# Consignes
1 - D'après le texte sur la responsabilité pécuniaire des dirigeants, quels articles du LPF visent les impositions de toute nature et les pénalités fiscales y afférentes ?
2 - Poursuivez le texte sur la responsabilité pécuniaire des dirigeants à partir de son dernier paragraphe.

# Texte extrait

Date de début de publication du BOI : 30/06/1994
Identifiant juridique : 12C2251
Références du document :  12C2251

SOUS-SECTION 1 RESPONSABILITÉ PÉCUNIAIRE DES DIRIGEANTS (LPF ART. L 266 ET L 267)

2. Nature des droits

24Les articles L 266 et L 267 du LPF visent les impositions de toute nature et les pénalités fiscales y afférentes.

Par conséquent, il y a lieu de soumettre au juge toutes les dettes fiscales, à l'exclusion des frais accessoires de garantie et de recouvrement (Cass. com. 9 mars 1993, n° 437 P, RJF 6/93, n° 937).

C'est ainsi que sera proposé l'ensemble d'une créance comprenant, à titre d'exemple, outre la TVA , des droits de mutation à titre onéreux, des prélèvements divers assis sur les salaires, mais aussi des taxes sur les véhicules à moteur ou des taxes d'urbanisme.

L'application du principe sus-énoncé conduira à retenir la TVA sur les factures de complaisance mise à la charge de la personne qui a facturé la taxe (art. 283-4 du CGI - Cass. com. 7 décembre 1993 n° 1954 P Bull. civ. IV n° 463 p. 336).

En revanche, doit être écartée l'amende prévue à l'article 1840 N sexies du code, qui punit les infractions aux dispositions de l'art. 1er de la loi du 22 octobre 1940 relatif au règlement par chèque de certaines transactions. Cette amende recouvrée comme en matière de timbre constitue une sanction administrative ne découlant pas d'une obligation fiscale (CE 4 décembre 1992, n° 118311, RJF 1/93 ; n° 90).

Les articles ne comportant plus que des pénalités (assiette ou recouvrement) par suite du jeu de l'imputation des règlements partiels entrent dans le champ d'application des dispositions étudiées.

Enfin, le libellé n'impose aucune distinction en fonction des procédures d'imposition mises en oeuvre, selon la gravité supposée des unes par rapport aux autres (déclarations sans paiement, taxations d'office ou rappels consécutifs à un contrôle).

3. Créances contestées

25Bien entendu, les services devront s'abstenir d'engager l'action si la société ou son représentant légal a présenté une réclamation assortie d'une demande de sursis de paiement, suivie de la constitution de garanties.

Toutefois, si la contestation ne visait qu'une partie de la créance, l'action pourrait être engagée sur la partie de la créance non contestée.

A défaut de réclamation, les juges civils ne peuvent que se prononcer dans le cadre strict de leurs compétences, au vu des titres exécutoires qui s'imposent à eux.

En cas de contentieux d'assiette et d'instances parallèles, les difficultés de procédure sont à régler dans le cadre du sursis à statuer (cf. sous-section 3, 12 C-2253, n°s 41 à 44).

4. Cas des créances couvertes par un plan de règlement échelonné

26On se reportera à la sous-section 2, 12 C 2252, n " s 32 et 33 pour le lien de causalité.

5. Créance détenue sur une personne morale en redressement ou en liquidation

27La situation obérée des sociétés reliquataires aboutit dans de nombreux cas à l'ouverture d'une procédure de règlement collectif du passif, qui met fin aux possibilités de poursuite individuelle du receveur.

Extraits d'un jeu de données de détection
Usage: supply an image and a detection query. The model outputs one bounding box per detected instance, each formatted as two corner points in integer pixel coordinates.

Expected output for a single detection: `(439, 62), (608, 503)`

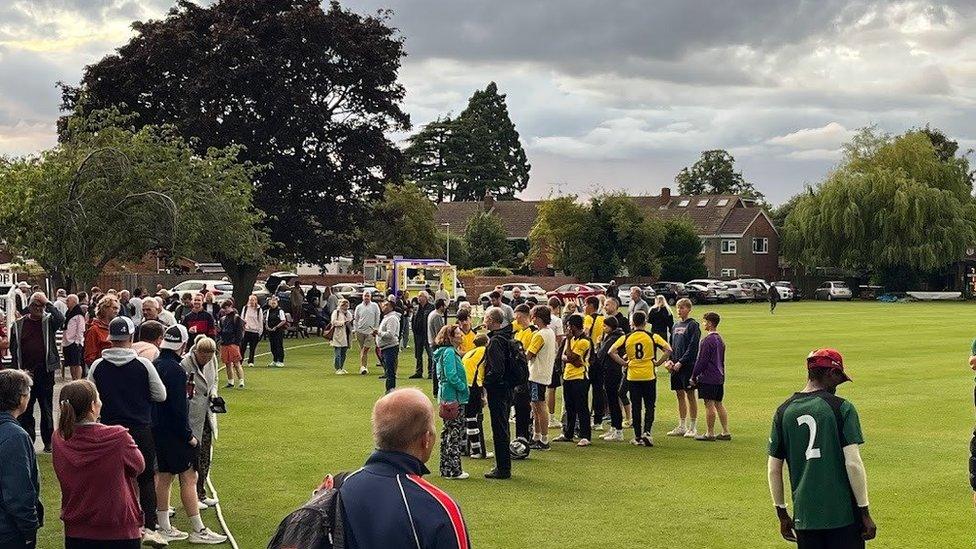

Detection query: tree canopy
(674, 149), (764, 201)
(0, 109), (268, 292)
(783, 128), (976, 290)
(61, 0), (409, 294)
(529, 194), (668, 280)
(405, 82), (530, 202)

...

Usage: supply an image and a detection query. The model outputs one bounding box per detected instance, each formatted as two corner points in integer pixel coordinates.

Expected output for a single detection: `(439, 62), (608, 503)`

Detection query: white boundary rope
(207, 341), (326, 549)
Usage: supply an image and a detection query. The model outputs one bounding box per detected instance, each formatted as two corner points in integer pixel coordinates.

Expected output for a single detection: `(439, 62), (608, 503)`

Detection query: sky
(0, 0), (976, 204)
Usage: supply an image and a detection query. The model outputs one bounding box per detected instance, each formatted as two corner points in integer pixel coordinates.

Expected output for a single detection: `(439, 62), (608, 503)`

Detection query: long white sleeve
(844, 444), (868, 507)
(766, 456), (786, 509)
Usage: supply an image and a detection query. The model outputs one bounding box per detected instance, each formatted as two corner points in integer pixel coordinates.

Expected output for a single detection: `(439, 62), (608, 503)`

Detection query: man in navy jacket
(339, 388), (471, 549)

---

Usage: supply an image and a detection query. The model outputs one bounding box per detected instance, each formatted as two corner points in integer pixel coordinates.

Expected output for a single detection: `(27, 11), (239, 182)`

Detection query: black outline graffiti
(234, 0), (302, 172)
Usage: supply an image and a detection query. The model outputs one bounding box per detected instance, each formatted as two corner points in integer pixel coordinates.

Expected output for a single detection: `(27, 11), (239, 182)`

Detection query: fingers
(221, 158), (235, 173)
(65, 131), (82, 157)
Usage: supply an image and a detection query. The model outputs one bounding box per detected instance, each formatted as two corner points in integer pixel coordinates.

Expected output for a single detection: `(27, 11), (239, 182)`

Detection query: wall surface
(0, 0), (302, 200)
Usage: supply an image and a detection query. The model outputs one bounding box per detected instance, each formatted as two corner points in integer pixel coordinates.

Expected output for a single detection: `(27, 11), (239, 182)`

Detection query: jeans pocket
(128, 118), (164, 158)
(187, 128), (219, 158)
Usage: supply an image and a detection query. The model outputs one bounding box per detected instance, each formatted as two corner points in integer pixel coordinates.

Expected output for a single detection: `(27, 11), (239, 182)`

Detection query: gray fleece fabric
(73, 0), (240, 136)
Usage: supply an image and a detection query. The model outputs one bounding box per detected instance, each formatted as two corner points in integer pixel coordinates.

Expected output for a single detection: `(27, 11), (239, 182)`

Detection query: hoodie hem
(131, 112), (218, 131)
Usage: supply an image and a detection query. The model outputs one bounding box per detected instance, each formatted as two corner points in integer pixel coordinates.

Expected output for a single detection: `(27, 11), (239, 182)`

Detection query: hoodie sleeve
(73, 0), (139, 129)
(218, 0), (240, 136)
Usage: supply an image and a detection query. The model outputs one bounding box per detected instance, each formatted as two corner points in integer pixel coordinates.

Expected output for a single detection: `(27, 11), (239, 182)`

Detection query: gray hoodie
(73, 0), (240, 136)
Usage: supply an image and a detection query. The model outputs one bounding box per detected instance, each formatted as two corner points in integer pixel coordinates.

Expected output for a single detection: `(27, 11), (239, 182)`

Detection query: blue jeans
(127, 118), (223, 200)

# Corrigé des exercices
1 - Les articles L 266 et L 267 du LPF.

2 -
Dans des situations de ce type, le comptable des impôts doit nécessairement justifier devant les juges de l'existence de sa créance en produisant non seulement les avis de mise en recouvrement, mais aussi la déclaration de créances et la notification de la décision d'admission, si elle a été rendue.

En l'absence de contestation obéissant aux règles du LPF, les juges n'ont pas à rechercher si la créance du Trésor a été admise définitivement au passif de la procédure (Cass com. 20 juin 1989, n° 912 D).

Toutefois, les créances qui n'ont pas été déclarées et n'ont pas donné lieu à relevé de forclusion sont éteintes (art. 53, 3ème alinéa de la loi du 25 janvier 1985). La responsabilité des dirigeants ne peut pas être mise en cause au titre de ces droits.

a. Créances non exigibles à la date du jugement

28Un dirigeant ne peut être rendu responsable du défaut de paiement d'impositions qui, bien que se rapportant à la période antérieure au jugement ouvrant une procédure collective, ne sont cependant pas exigibles à la date de ce jugement, lequel interdit précisément au débiteur de régler les créances nées avant son intervention (art. 33 de la loi du 25 janvier 1985).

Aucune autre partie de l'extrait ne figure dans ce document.